Task brief
Render every line of the records below as a JSON list of strings, one string per line, skipping blank lines and leaving out the pictures.

Task material
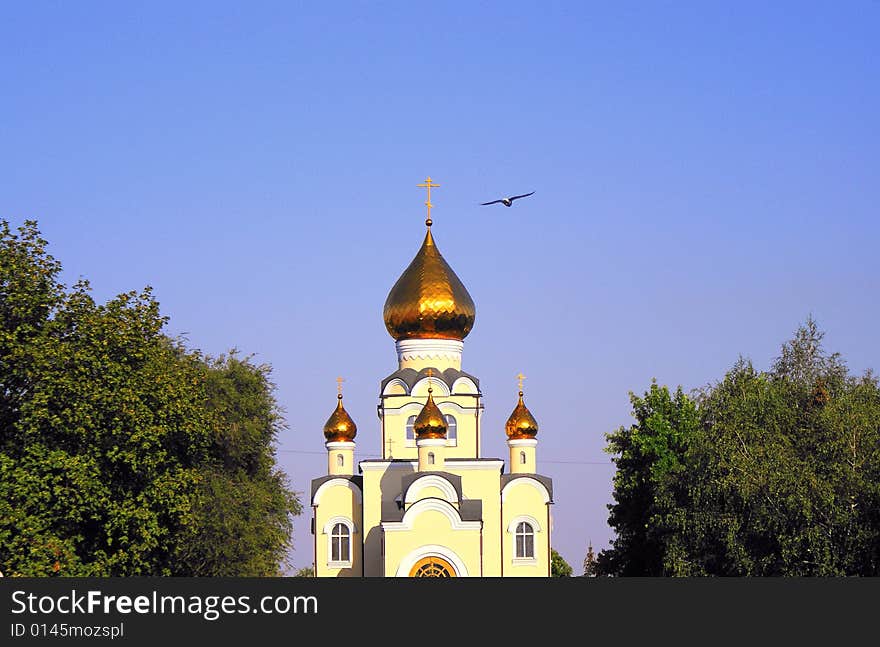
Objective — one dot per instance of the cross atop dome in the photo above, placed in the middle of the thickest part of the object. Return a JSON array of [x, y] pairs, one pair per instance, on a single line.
[[428, 185]]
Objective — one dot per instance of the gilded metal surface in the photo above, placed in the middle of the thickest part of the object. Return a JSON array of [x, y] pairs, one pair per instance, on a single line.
[[430, 423], [340, 427], [429, 301], [521, 424]]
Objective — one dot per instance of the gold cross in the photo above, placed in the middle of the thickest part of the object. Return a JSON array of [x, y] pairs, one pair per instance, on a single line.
[[428, 185]]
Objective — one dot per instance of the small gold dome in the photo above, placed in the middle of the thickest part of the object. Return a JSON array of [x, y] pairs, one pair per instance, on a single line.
[[429, 301], [340, 427], [521, 423], [430, 422]]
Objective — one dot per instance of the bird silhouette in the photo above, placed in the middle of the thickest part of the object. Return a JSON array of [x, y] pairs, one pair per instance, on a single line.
[[507, 201]]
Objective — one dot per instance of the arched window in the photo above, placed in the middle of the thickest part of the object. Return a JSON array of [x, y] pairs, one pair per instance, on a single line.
[[340, 543], [451, 428], [525, 540]]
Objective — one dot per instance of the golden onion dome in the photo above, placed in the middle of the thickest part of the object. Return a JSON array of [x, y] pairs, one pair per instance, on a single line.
[[429, 301], [340, 427], [430, 422], [521, 423]]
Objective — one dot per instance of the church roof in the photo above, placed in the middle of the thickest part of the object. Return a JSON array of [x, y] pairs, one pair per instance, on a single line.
[[356, 479], [409, 479], [410, 376], [546, 481], [469, 510]]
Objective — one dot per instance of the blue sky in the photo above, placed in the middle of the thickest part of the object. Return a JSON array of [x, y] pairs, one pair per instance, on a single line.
[[706, 176]]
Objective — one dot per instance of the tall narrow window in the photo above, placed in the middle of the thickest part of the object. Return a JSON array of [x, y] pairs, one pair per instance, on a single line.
[[525, 540], [451, 428], [340, 543]]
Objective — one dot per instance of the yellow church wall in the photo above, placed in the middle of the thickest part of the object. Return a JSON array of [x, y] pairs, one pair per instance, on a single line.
[[382, 483], [337, 502], [482, 480], [432, 533], [525, 499]]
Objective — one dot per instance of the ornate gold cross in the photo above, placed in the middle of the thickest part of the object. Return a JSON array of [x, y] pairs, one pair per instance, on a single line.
[[428, 185], [389, 442]]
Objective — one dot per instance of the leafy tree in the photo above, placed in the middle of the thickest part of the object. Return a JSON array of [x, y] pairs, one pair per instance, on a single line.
[[780, 477], [590, 565], [122, 452], [649, 456], [558, 566]]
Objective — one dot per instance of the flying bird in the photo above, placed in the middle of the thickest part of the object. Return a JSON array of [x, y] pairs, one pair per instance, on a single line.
[[508, 201]]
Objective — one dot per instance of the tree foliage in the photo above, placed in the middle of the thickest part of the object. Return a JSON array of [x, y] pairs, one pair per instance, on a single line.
[[781, 475], [558, 566], [122, 452]]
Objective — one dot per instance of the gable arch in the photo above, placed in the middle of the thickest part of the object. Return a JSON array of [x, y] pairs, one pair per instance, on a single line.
[[527, 481]]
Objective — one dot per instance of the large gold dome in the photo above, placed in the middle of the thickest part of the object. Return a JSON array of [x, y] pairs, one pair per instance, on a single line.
[[429, 301]]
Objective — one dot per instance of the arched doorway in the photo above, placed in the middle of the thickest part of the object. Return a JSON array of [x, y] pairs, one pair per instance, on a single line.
[[432, 567]]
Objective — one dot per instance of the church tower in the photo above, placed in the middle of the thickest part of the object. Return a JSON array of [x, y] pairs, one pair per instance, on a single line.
[[431, 504]]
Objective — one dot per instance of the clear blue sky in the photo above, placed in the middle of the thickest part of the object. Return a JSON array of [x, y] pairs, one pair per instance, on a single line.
[[706, 176]]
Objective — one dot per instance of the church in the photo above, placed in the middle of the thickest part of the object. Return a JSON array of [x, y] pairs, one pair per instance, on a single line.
[[432, 505]]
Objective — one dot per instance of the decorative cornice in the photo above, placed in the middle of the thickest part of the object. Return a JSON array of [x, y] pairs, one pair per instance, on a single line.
[[429, 349]]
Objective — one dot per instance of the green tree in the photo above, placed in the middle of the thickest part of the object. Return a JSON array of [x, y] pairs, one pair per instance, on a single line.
[[122, 452], [781, 475], [590, 566], [649, 456], [558, 566]]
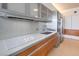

Result below
[
  "Objective — one dot per instance of the cross atop dome in the photo above, placed in the middle of the thickest part of the object. Return a JSON array of [x, y] pairs, one pair per instance, on a single line.",
  "[[428, 185]]",
  "Objective — one dot per instance of the gilded metal surface in the photo above, placed in the middle of the thickest part of the object. Return a JSON array of [x, y] pairs, one pair per instance, on a single line.",
  "[[430, 423], [340, 427], [429, 301], [521, 424]]",
  "Objective — one dot per instance of the gold cross in the photo above, placed in the middle of the thickest part of the object. Return a JSON array of [x, y] pairs, one pair per instance, on a single line.",
  "[[428, 185]]",
  "Objective — one dot per instance of the small gold dome in the photo above, placed in the middle of the thickest part of the object. Return a JSON array of [x, y] pairs, one pair per instance, on a single line.",
  "[[429, 301], [340, 427], [521, 423], [430, 422]]",
  "Objective — one dot per instance of the bird silhouette in the photo above, placed in the middle of the thickest part of the object. Return a JSON array of [x, y] pairs, one pair per instance, on a single line.",
  "[[507, 201]]",
  "Objective — one dot per instance of the arched window in the photo above, placed in the middle of the thickest part of the object. Return a JSON array of [x, y] pairs, one pair per instance, on a single line.",
  "[[340, 543], [451, 428], [525, 540]]",
  "Objective — one dot per instance of the golden onion dome in the photo above, placed in the middle of the thickest part of the object. Return a JSON array of [x, y] pairs, one pair per instance, on a single line.",
  "[[429, 301], [340, 427], [430, 422], [521, 423]]",
  "Objective — one dot per instance of the church roof in the photo above, placed in the middle of the thickest part of the object. Return a JSON array of [x, y] pairs, one pair per instance, on a single line.",
  "[[356, 479], [409, 479], [410, 376], [546, 481], [469, 510]]",
  "Objective — one dot per instance of the blue sky in the photo above, placed in the middle of the thickest part of the object. Return a JSON array of [x, y] pairs, one pair per instance, on a single line.",
  "[[706, 176]]",
  "Objective — one dot per instance of the tall narrow window in the photo above, placed in the middle of the thickest part of the object. Return a JSON array of [x, y] pairs, one pair per instance, on a single line.",
  "[[525, 540], [451, 428], [340, 543]]",
  "Objective — one dot per instance of the yellow church wall in the photo above, placed in the middle of the thickest part of the object. Return a JSON array of [x, y] pairs, one pair per instance, on a single line.",
  "[[382, 483], [337, 502], [482, 480], [432, 533], [525, 499]]",
  "Objective — one dot per instance of the ornate gold cross in the photo above, placed in the middle of the thickest part of the object. Return a JSON array of [x, y] pairs, one pair per instance, on a single line.",
  "[[428, 185], [389, 442]]",
  "Objective — one dot per instance of the leafy tree in the photo above, placed in the middle of the thickest part of the object. Return a JSON array of [x, y] pairs, one pair per instance, on a single line.",
  "[[780, 477], [590, 565], [122, 452], [649, 456], [558, 566]]",
  "Objective — one dot per instance of the flying bird in the photo above, placed in the middle of the thickest part of the object. Return a JSON array of [x, y] pairs, one pair per instance, on a single line.",
  "[[508, 201]]",
  "Objective — one dot per instance of the tree foliage in the photo above, placed in the middle of the thickest part of the object. Return a JSON array of [x, y] pairs, one pair per instance, on a single line.",
  "[[781, 475], [558, 566], [122, 452]]",
  "Objective — one dot per instance of the gable arch in the photo above, placed in the middle of the thickest part of the object. Return a JSON array of [x, y] pairs, one pair per instance, on a single line.",
  "[[527, 481]]",
  "Objective — one dot per instance of the large gold dome in the photo above, placed in the middle of the thickest part of the object. Return a JSON array of [x, y] pairs, one pair per instance, on a single line.",
  "[[429, 301]]",
  "Objective — one dot per instance of the arched doorway in the photo above, placed in the middle of the thickest part of the object. Return a JSON array of [x, y] pairs, one pair per instance, on a single line.",
  "[[432, 567]]",
  "Objective — one dot per instance of the church tower in the photo above, placed in the middle of the thickest part of the object. Return a JSON array of [x, y] pairs, one pair per instance, on a single line.",
  "[[431, 504]]",
  "Objective — one dot per instance of the clear blue sky in the photo above, placed in the middle of the thickest part of the object. Return a JSON array of [x, y] pairs, one pair per instance, on a single line.",
  "[[706, 176]]",
  "Objective — one dot per instance of the church in the photo above, placed in the middle of the thickest part of the object. Return a JSON array of [x, y] pairs, one pair per instance, on a single line.",
  "[[432, 505]]",
  "Objective — one dot per instance of the decorative cornice in the photo above, placed in the middle of the thickest part of the object. Return a JSON array of [x, y] pairs, one pair per instance, on a single line.",
  "[[429, 349]]",
  "Objective — one dot per instance of the green tree in the photo above, placed in the middle of the thickest part of the object. Return a JSON array of [x, y] pairs, one pair per instance, on a single line.",
  "[[122, 452], [781, 475], [590, 566], [649, 456], [558, 566]]"
]